When one installs bind, and doesn't configure it, it listens on all
interfaces.

Since LXD uses dnsmasq on LXD network (which uses the same port as bind),
starting dnsmasq fails and therefore LXD too.

We should not disable people's bind, because they must have installed it
for a reason. Maybe bind, by default, should listen only on localhost.

Or... LXD systemd service detects running service on port 53 on LXD's
network and provides meaningful message.

We can't solve this like we did with apache and nginx (autodetect, change
port), because dns needs to be on port 53.

Either way, juju can't do much here...

uto, 8. kol 2017. 03:52 Tim Penhey <[email protected]> je napisao:

> Yep, that is pretty strange. Why was bind running?

== == ==

→ **Requirements**:
(1) Translate this sentence from the message about bind and LXD into Spanish: "We should not disable people's bind, because they must have installed it for a reason."
(2) Please list every software package that the message about bind and LXD mentions by name.

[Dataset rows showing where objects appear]
== == ==

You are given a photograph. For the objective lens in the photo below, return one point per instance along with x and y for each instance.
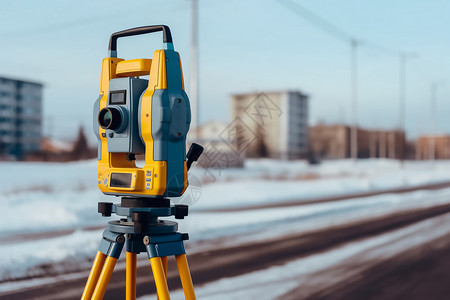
(109, 118)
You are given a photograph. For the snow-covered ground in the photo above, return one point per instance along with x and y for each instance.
(50, 197)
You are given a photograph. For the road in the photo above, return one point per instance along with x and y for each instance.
(211, 265)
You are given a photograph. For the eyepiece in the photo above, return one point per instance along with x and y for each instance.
(109, 118)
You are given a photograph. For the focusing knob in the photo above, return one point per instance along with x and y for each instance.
(105, 208)
(109, 118)
(193, 154)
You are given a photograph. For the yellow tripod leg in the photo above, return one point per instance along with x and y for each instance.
(185, 276)
(131, 276)
(164, 262)
(160, 278)
(93, 276)
(104, 278)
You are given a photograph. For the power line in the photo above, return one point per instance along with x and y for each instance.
(332, 29)
(316, 20)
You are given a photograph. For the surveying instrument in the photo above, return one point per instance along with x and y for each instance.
(150, 117)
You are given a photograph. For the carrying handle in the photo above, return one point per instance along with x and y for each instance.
(167, 36)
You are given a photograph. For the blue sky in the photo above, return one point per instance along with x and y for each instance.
(245, 46)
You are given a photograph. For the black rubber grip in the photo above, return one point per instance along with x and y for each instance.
(167, 36)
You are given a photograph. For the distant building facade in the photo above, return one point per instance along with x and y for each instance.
(272, 124)
(218, 153)
(333, 142)
(20, 118)
(433, 147)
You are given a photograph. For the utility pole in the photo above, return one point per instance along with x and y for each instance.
(354, 99)
(402, 100)
(433, 122)
(193, 91)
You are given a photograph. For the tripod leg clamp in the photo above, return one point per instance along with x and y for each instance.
(165, 245)
(112, 243)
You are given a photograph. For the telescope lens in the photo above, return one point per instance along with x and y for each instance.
(109, 118)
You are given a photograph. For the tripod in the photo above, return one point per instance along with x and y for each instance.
(140, 231)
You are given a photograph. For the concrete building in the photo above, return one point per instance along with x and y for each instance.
(433, 147)
(20, 118)
(333, 142)
(217, 154)
(272, 124)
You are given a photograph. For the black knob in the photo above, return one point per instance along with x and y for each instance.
(181, 211)
(193, 154)
(140, 221)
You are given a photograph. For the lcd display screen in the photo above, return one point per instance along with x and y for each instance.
(117, 97)
(122, 180)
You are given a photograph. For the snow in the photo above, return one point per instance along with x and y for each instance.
(46, 198)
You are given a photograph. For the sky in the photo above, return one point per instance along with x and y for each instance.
(244, 46)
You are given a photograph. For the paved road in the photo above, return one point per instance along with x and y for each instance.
(432, 186)
(212, 265)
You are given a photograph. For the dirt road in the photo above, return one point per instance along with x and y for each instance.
(212, 265)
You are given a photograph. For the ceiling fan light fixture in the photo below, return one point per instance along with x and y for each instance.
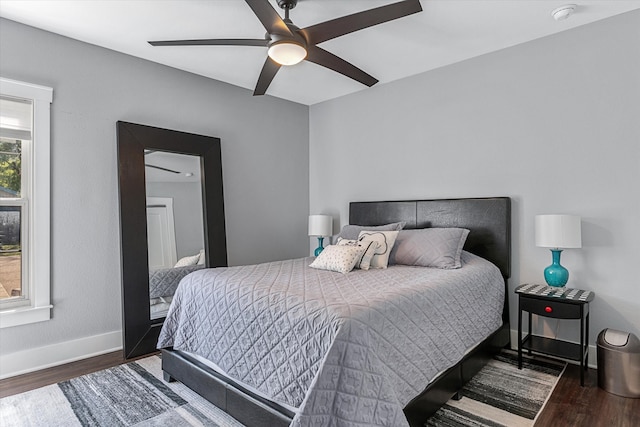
(287, 52)
(563, 12)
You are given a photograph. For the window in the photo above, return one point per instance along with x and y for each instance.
(24, 203)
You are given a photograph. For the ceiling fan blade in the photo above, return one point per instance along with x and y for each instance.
(348, 24)
(270, 19)
(329, 60)
(212, 42)
(267, 74)
(161, 168)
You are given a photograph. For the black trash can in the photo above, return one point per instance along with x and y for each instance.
(619, 363)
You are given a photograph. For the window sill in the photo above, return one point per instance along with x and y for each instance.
(23, 316)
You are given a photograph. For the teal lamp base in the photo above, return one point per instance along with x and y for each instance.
(555, 274)
(319, 249)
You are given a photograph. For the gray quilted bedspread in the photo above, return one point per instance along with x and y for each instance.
(345, 349)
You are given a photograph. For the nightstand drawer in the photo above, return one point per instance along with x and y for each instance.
(556, 309)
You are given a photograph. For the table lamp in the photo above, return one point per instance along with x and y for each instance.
(320, 226)
(557, 232)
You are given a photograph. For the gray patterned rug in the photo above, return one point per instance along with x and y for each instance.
(135, 395)
(128, 395)
(502, 395)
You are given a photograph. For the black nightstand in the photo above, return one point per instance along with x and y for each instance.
(558, 303)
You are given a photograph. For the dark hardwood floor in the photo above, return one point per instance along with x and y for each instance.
(26, 382)
(570, 404)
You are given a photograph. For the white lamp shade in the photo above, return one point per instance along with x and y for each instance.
(320, 225)
(558, 231)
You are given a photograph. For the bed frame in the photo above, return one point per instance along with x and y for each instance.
(489, 222)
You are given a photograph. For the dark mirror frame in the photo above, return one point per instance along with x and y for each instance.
(140, 332)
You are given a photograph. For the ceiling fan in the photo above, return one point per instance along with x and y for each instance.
(289, 45)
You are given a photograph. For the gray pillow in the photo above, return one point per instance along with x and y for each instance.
(351, 232)
(429, 247)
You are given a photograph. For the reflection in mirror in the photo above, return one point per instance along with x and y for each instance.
(137, 147)
(175, 228)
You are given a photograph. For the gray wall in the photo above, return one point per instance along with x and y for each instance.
(553, 123)
(266, 200)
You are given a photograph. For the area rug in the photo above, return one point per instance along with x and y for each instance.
(503, 395)
(127, 395)
(135, 395)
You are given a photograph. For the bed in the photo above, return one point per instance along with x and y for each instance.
(358, 375)
(162, 286)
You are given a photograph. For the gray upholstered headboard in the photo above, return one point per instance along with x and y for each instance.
(488, 219)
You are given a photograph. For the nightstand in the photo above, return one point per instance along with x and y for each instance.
(557, 303)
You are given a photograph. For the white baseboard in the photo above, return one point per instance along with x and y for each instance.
(593, 354)
(34, 359)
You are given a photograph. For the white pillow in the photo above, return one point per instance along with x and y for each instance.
(369, 249)
(202, 259)
(385, 240)
(187, 261)
(338, 258)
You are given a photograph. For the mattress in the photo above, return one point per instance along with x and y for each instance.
(344, 349)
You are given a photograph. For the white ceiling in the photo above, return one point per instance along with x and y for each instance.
(445, 32)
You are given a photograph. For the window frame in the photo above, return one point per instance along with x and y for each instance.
(36, 237)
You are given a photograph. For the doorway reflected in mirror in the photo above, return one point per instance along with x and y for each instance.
(163, 167)
(175, 229)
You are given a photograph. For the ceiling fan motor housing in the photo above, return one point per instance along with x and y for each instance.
(287, 4)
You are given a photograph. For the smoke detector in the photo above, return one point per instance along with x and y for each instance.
(563, 12)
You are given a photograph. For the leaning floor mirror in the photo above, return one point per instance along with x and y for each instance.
(171, 222)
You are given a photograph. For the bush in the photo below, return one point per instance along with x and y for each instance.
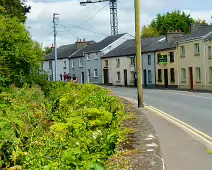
(73, 127)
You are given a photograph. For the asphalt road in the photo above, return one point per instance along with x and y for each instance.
(194, 109)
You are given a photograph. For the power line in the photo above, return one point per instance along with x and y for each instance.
(67, 29)
(92, 15)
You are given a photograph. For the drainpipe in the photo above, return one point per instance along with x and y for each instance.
(178, 66)
(205, 64)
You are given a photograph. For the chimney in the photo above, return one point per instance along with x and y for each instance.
(173, 34)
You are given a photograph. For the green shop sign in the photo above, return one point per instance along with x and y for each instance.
(163, 59)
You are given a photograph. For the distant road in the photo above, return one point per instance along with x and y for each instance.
(193, 108)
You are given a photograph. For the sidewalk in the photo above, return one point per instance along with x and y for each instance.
(180, 151)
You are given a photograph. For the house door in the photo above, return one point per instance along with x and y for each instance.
(82, 78)
(191, 78)
(125, 77)
(166, 80)
(106, 76)
(88, 75)
(145, 78)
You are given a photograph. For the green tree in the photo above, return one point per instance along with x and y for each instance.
(174, 20)
(14, 8)
(20, 56)
(148, 31)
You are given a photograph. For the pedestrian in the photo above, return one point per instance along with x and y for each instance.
(74, 78)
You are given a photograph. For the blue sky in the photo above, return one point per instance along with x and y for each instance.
(40, 18)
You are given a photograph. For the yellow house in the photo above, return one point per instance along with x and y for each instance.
(166, 61)
(195, 59)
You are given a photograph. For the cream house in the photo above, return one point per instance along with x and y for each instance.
(195, 59)
(166, 61)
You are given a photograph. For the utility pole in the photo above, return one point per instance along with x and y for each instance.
(138, 54)
(55, 44)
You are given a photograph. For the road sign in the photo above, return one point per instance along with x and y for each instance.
(163, 59)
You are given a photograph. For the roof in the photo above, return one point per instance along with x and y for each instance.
(97, 46)
(128, 47)
(63, 51)
(199, 32)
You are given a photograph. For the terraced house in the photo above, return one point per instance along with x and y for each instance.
(195, 58)
(63, 52)
(119, 66)
(86, 63)
(167, 61)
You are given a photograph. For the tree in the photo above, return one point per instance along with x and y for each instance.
(20, 56)
(148, 31)
(14, 8)
(174, 20)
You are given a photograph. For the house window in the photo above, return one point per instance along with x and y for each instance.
(210, 74)
(80, 62)
(117, 62)
(171, 54)
(149, 59)
(158, 58)
(172, 75)
(182, 51)
(50, 64)
(198, 74)
(73, 64)
(196, 48)
(159, 75)
(118, 76)
(132, 60)
(149, 76)
(106, 63)
(95, 73)
(183, 74)
(132, 76)
(64, 65)
(88, 57)
(209, 52)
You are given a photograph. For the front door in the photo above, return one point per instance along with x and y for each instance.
(191, 78)
(82, 78)
(125, 77)
(166, 80)
(145, 78)
(106, 76)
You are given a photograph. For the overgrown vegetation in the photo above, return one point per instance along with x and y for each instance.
(73, 127)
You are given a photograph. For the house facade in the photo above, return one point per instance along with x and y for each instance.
(195, 59)
(63, 52)
(91, 72)
(167, 61)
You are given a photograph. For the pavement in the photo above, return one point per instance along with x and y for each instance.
(180, 151)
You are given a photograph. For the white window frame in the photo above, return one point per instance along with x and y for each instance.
(72, 63)
(196, 48)
(95, 73)
(88, 57)
(80, 62)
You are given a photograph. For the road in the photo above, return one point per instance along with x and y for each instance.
(194, 109)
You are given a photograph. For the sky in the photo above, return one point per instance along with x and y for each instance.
(96, 17)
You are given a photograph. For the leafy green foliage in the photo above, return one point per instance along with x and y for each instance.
(175, 20)
(148, 31)
(20, 55)
(14, 8)
(73, 127)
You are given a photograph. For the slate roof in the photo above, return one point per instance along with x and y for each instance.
(62, 52)
(128, 47)
(199, 32)
(97, 46)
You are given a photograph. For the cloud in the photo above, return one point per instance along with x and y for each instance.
(40, 18)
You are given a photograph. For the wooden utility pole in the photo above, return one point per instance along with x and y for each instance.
(138, 54)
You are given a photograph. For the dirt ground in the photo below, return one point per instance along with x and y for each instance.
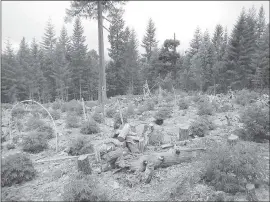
(53, 175)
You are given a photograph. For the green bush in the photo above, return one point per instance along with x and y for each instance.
(91, 103)
(110, 112)
(130, 110)
(97, 117)
(141, 109)
(35, 142)
(205, 108)
(245, 97)
(256, 123)
(38, 125)
(80, 146)
(117, 120)
(150, 105)
(183, 104)
(16, 168)
(72, 106)
(55, 114)
(90, 127)
(10, 146)
(199, 128)
(230, 168)
(18, 112)
(56, 105)
(82, 188)
(34, 123)
(72, 120)
(163, 113)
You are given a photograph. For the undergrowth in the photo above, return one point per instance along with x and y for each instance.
(16, 168)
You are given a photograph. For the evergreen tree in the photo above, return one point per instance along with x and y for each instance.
(232, 72)
(24, 79)
(149, 41)
(37, 78)
(9, 66)
(117, 39)
(48, 45)
(78, 59)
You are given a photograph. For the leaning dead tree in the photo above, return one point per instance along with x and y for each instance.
(32, 101)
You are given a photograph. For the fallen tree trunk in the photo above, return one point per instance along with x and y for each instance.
(163, 159)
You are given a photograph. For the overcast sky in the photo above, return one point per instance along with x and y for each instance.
(28, 19)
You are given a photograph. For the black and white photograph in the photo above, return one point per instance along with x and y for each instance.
(135, 100)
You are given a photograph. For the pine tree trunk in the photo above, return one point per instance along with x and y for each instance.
(214, 86)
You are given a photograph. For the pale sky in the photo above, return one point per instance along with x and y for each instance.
(29, 18)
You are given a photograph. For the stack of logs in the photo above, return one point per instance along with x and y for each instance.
(130, 143)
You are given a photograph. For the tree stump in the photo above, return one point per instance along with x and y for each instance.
(232, 139)
(123, 133)
(84, 165)
(250, 191)
(183, 134)
(148, 173)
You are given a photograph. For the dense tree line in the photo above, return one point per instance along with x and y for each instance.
(63, 66)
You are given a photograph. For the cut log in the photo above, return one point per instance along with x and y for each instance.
(112, 156)
(165, 146)
(164, 159)
(123, 133)
(133, 143)
(183, 134)
(84, 165)
(148, 173)
(251, 194)
(232, 139)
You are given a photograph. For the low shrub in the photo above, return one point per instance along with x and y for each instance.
(72, 106)
(35, 142)
(34, 123)
(130, 110)
(199, 128)
(55, 114)
(82, 188)
(80, 146)
(90, 127)
(38, 125)
(163, 113)
(228, 168)
(72, 121)
(245, 97)
(97, 117)
(141, 109)
(10, 146)
(16, 168)
(110, 112)
(56, 105)
(205, 108)
(183, 104)
(117, 120)
(91, 103)
(150, 105)
(18, 112)
(156, 138)
(256, 123)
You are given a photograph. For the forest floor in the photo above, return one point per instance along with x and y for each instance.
(53, 175)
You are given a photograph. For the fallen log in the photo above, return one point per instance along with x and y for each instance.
(251, 194)
(123, 133)
(232, 139)
(164, 159)
(183, 134)
(84, 165)
(165, 146)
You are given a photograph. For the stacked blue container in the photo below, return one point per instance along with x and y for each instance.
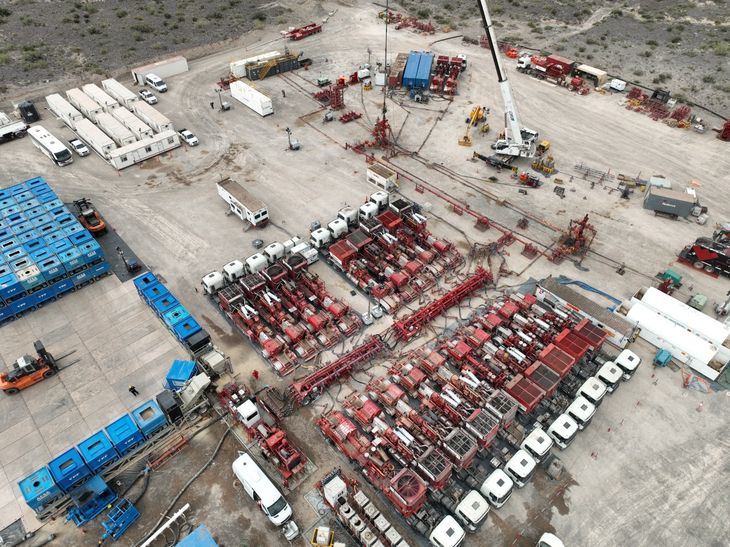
(173, 314)
(44, 251)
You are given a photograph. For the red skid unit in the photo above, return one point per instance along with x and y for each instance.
(312, 386)
(411, 326)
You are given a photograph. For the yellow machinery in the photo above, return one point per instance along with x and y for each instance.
(476, 116)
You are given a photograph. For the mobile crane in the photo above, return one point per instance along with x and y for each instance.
(518, 141)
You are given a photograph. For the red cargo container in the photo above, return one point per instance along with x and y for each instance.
(545, 377)
(595, 336)
(572, 344)
(526, 392)
(557, 359)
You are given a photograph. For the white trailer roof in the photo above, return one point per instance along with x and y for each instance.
(690, 346)
(694, 320)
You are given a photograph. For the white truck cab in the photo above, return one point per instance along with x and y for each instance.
(520, 468)
(537, 444)
(582, 411)
(610, 374)
(497, 488)
(472, 510)
(153, 80)
(628, 362)
(260, 488)
(563, 431)
(593, 390)
(447, 533)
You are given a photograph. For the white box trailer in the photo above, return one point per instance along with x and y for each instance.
(238, 68)
(121, 93)
(242, 204)
(88, 106)
(95, 137)
(152, 117)
(64, 110)
(164, 69)
(144, 149)
(255, 100)
(101, 97)
(138, 128)
(114, 128)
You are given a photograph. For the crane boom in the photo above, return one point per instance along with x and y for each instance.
(518, 141)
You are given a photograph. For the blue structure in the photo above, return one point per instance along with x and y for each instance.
(44, 250)
(410, 74)
(200, 537)
(124, 433)
(90, 499)
(149, 417)
(120, 517)
(69, 469)
(180, 372)
(98, 451)
(39, 490)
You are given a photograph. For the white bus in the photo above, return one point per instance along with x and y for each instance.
(50, 145)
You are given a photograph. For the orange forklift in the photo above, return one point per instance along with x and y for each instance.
(27, 371)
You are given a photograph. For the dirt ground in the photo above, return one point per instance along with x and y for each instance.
(656, 443)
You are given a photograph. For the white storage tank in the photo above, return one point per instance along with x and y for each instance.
(84, 103)
(64, 110)
(256, 263)
(100, 96)
(234, 270)
(212, 282)
(337, 228)
(95, 137)
(114, 128)
(120, 92)
(274, 252)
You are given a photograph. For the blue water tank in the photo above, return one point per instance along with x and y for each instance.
(411, 71)
(69, 469)
(124, 433)
(149, 417)
(145, 280)
(98, 451)
(179, 373)
(39, 489)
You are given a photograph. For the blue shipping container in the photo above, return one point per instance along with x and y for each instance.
(411, 71)
(124, 433)
(39, 489)
(149, 417)
(98, 451)
(69, 469)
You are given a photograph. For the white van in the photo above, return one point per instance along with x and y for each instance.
(153, 80)
(258, 486)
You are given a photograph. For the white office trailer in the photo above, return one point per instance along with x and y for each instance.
(114, 128)
(88, 106)
(238, 68)
(95, 138)
(255, 100)
(152, 117)
(64, 110)
(144, 149)
(101, 97)
(164, 69)
(138, 128)
(121, 93)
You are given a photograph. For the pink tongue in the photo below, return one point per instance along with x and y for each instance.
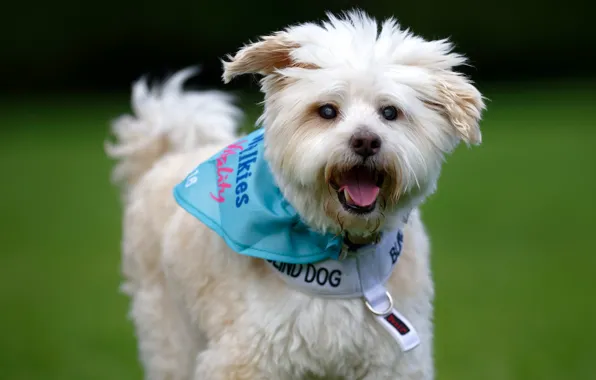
(361, 186)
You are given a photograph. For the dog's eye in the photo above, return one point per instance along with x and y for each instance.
(327, 111)
(389, 113)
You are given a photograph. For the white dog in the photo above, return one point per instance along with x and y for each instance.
(296, 252)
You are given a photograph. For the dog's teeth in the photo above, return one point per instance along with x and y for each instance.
(348, 197)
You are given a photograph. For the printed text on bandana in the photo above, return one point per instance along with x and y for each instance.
(310, 273)
(246, 157)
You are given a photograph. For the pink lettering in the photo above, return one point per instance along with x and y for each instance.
(223, 171)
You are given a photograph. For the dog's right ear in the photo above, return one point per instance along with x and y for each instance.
(263, 57)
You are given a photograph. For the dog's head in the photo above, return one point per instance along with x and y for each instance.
(358, 118)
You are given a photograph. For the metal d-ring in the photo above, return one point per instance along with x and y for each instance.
(383, 313)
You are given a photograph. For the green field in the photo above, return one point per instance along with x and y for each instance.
(512, 226)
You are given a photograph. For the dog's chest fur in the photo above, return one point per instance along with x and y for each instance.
(287, 334)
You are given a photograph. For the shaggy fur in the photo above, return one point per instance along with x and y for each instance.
(202, 311)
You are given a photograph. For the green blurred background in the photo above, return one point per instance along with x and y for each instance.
(512, 224)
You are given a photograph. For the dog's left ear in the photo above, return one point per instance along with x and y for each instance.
(461, 103)
(263, 57)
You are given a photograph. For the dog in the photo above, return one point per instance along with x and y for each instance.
(358, 119)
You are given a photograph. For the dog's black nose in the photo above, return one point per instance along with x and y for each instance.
(365, 144)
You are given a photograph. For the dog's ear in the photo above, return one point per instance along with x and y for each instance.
(461, 103)
(263, 57)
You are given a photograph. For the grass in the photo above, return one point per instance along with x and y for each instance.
(512, 230)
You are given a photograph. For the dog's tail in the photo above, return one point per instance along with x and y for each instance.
(168, 119)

== == ==

→ **Answer set**:
(1) No deberíamos desactivar el bind de la gente, porque deben de haberlo instalado por alguna razón.

(2) bind, LXD, dnsmasq, systemd, apache, nginx, juju